(Object location annotation data)
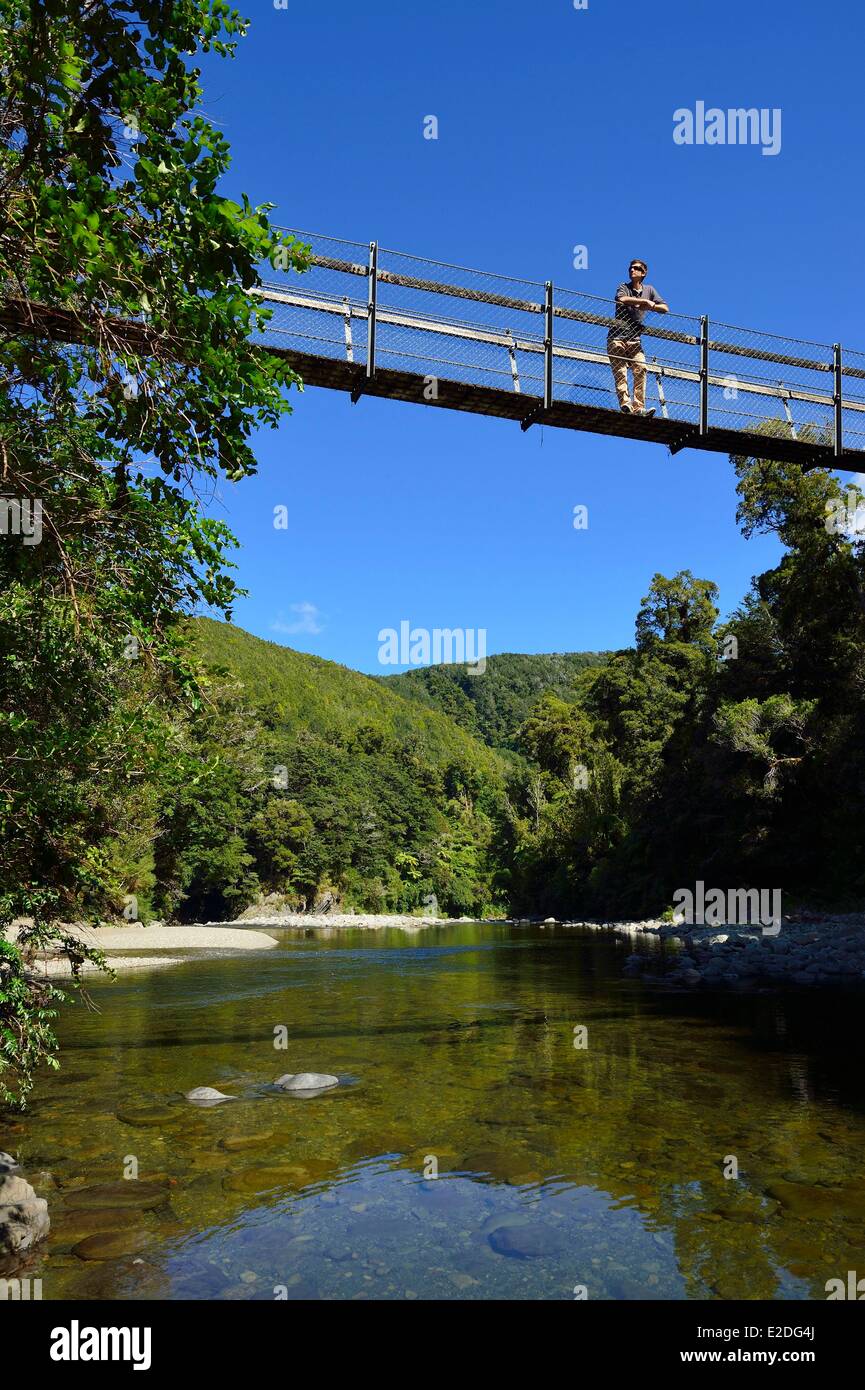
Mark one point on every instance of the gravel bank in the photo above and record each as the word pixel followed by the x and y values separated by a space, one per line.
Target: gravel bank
pixel 345 919
pixel 156 938
pixel 814 950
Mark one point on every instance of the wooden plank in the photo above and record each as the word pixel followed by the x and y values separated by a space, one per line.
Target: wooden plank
pixel 505 403
pixel 508 342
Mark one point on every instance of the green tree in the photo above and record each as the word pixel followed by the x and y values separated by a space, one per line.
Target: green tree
pixel 128 382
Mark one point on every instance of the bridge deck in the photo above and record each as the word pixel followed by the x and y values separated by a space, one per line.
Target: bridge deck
pixel 380 323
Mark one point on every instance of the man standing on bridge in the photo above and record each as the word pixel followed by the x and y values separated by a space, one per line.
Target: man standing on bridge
pixel 625 342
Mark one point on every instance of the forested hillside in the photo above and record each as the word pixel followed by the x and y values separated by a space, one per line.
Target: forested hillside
pixel 494 705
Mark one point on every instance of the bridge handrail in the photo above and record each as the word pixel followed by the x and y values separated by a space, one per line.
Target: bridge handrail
pixel 481 296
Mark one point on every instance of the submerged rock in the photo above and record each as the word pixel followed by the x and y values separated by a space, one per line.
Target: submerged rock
pixel 306 1082
pixel 125 1193
pixel 207 1096
pixel 24 1218
pixel 111 1244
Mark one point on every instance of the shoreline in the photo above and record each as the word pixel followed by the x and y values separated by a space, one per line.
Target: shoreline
pixel 808 950
pixel 136 938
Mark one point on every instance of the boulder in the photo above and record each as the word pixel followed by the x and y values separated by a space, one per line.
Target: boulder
pixel 206 1096
pixel 306 1082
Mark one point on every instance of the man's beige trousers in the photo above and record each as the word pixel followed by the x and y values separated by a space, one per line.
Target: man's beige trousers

• _GIVEN TASK_
Put every line of the data above into a JSON list of strings, one string per line, skipping blank lines and leaving out the pictures.

• _FINISHED EXERCISE_
[
  "Mark one point on every instance of the gravel bank in the photo above and record each as the word pixel followed by the x and y values separated by a space, one per line.",
  "Target: gravel bank",
  "pixel 345 919",
  "pixel 156 938",
  "pixel 814 950",
  "Mark one point on every instance of the wooden plank in the photo above and record each as the word pixel followed by the x and y values separated by a space, one per line.",
  "Target: wooden plank",
  "pixel 505 403",
  "pixel 508 342",
  "Mark one point on every instance of the green tree in the photo above and record each as the word pixel followed by the x and y values separated by a space, one per line.",
  "Target: green tree",
  "pixel 128 382",
  "Mark one point on every instance of the bridge deck in the photo above and record each as the word pixel followed by the x and y values separated by a space, one per line.",
  "Target: bridge deck",
  "pixel 380 323",
  "Mark one point on every instance of the man standing on bridge in the photo above and record each as the word pixel followed by the x and y values separated by a space, one per line.",
  "Target: man standing on bridge",
  "pixel 625 342",
  "Mark one point on every instance of the forested hillside in the photo above and record each as the word pixel followed by the x and y values separated by a space, one per line.",
  "Target: forested hillside",
  "pixel 494 705",
  "Mark one point on every instance of the bridge handrail in the photo above and record each as the word pixel followed by the x and y values separated by a space, one per line.",
  "Target: bridge handrail",
  "pixel 481 296",
  "Mark one point on every instance of the submerged rock in the photo above and record each as the word pixel followed by the x and y values separated by a space, one per line.",
  "Target: submerged rock",
  "pixel 306 1082",
  "pixel 125 1193",
  "pixel 207 1096",
  "pixel 24 1218",
  "pixel 111 1244",
  "Mark one point on every instance of the shoreline in the photo above and record each as the word pixel followed by the x and y values separated by a space, one per line.",
  "Target: shoreline",
  "pixel 808 950",
  "pixel 136 938",
  "Mark one point on every instance of the boulder in the photo above and record each as the word pixel followed by the x and y values separated by a space, one per line.",
  "Target: boulder",
  "pixel 206 1096",
  "pixel 306 1082",
  "Mark one point on every instance of the man's beige trousers in the photo above and record each as the word pixel followed by the x and y values separated by a space, one per line.",
  "Target: man's beige trousers"
]